── Texto fornecido

Antes de entender o papel do contador na chamada indústria 4.0 é essencial compreender o que significa essa denominação. Para isso, faremos um breve retrospecto histórico para contextualizar as questões envolvidas.

Sabemos que ao longo da história a humanidade passou por processos de transformações que mudaram permanentemente a estrutura social e que ficaram conhecidos como revoluções. Uma das mais importantes foi a Revolução Industrial.

Essa Revolução foi um conjunto de mudanças que aconteceram na Europa nos séculos XVIII e XIX, e sua especificidade foi a substituição do trabalho artesanal pelo assalariado e pelo uso de máquinas. A Revolução Industrial é entendida como um processo que aconteceu ao longo de três etapas históricas, sendo que agora estaríamos na quarta etapa desse processo.

O início: Revolução Industrial

A primeira etapa da Revolução Industrial aconteceu, entre o período de 1760 a 1860, limitada particularmente à Inglaterra. Neste período houve o aparecimento das indústrias e o aprimoramento das máquinas a vapor, fato que permitiu a continuação da Revolução.

Em seguida, ocorreu a Segunda Etapa da Revolução Industrial, no período de 1860 a 1900, em países como Alemanha, França, Rússia e Itália que também se industrializaram. As principais inovações desse período foram o emprego do aço, a utilização da energia elétrica e dos combustíveis derivados do petróleo, além da invenção do motor à explosão, a locomotiva a vapor e o desenvolvimento de produtos químicos. 

Já a Terceira Etapa da Revolução Industrial ocorreu entre o século XX e XXI, e foi marcada pelos avanços tecnológicos. A eletrônica e o avanço científico foram as principais inovações na modernização da indústria. Essa etapa começou depois da Segunda Guerra Mundial,  permanecendo até os tempos atuais. 

Estamos, então, justamente, em um período histórico de transição, ou seja, estamos imersos em um novo processo revolucionário, conhecido como a Quarta Revolução Industrial, que se diferencia das demais por ser caracterizada pela conexão de sistemas e máquinas inteligentes, a chamada Era Digital.

────
── Extrato dos dados

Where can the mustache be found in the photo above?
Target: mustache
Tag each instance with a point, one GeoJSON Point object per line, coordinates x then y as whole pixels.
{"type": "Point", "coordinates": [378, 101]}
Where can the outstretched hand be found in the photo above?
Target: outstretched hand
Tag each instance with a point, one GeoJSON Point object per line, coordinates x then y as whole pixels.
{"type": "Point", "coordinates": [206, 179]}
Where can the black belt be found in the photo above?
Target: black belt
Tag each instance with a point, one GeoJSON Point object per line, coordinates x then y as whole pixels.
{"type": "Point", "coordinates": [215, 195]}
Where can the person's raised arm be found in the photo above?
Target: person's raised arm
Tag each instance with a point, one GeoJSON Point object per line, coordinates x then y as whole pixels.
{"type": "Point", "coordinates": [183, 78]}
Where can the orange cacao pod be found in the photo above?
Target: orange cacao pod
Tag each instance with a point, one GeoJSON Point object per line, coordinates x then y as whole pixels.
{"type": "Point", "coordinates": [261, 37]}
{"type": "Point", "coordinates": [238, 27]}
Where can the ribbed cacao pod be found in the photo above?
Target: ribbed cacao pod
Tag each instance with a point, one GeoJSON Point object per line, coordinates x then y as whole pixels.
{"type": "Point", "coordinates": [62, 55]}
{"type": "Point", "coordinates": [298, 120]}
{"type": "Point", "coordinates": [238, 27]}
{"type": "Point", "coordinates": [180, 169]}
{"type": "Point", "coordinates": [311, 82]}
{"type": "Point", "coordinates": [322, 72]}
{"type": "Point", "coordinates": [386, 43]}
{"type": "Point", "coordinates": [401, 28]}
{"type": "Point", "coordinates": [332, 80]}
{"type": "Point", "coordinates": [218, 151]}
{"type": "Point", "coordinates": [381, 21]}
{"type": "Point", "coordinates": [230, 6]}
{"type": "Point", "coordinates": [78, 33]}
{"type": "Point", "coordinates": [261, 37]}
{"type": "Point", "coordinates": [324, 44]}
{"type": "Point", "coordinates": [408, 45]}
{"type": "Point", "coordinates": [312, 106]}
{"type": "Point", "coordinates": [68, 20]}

────

» Exercício 1:
Devolva, sem nenhuma alteração, o trecho do texto sobre a Revolução Industrial que vai de "A primeira etapa" até "continuação da Revolução.", incluindo esses dois extremos.
» Exercício 2:
Dê continuidade ao texto sobre a Revolução Industrial a partir do ponto em que ele termina.

» Resposta 1:
A primeira etapa da Revolução Industrial aconteceu, entre o período de 1760 a 1860, limitada particularmente à Inglaterra. Neste período houve o aparecimento das indústrias e o aprimoramento das máquinas a vapor, fato que permitiu a continuação da Revolução.

» Resposta 2:
A Quarta Revolução Industrial

Revolução significa mudança abrupta no poder político ou na organização estrutural de uma sociedade, que ocorre em um período relativamente curto de tempo. O termo é igualmente apropriado para descrever mudanças rápidas e profundas nos campos científico-tecnológico, econômico e comportamental humano. 

Segundo Schwab e Amorim (2016), a quarta Revolução Industrial compreende as ondas das novas descobertas em áreas diversas de forma concomitante, como o sequenciamento genético à nanotecnologia e as energias renováveis à computação quântica.

Contudo, o que a difere das revoluções antecessoras é a combinação dessas tecnologias com a integração entre os domínios físicos, digitais e biológicos.

Aliás, o termo Indústria 4.0 surgiu como referência ao projeto iniciado pelo governo alemão, que visou o desenvolvimento das tecnologias industriais e a competitividade das fábricas inteligentes junto à uma estratégia de promoção da informatização das fábricas, espalhando assim essa ideia e gerando redução de custos

A indústria 4.0 está diretamente relacionada ao termo Internet das Coisas (IoT). Esse conceito permite conectividade em tempo real de qualquer sistema produtivo.

Hoje as máquinas podem trocar dados, sentir mudanças no ambiente, como os alarmes de incêndio, e prevenir grandes desperdícios dentro das indústrias. Tudo isso ocorre por causa dos sistemas ciber-físicos que enviam informações de um dispositivo para o outro.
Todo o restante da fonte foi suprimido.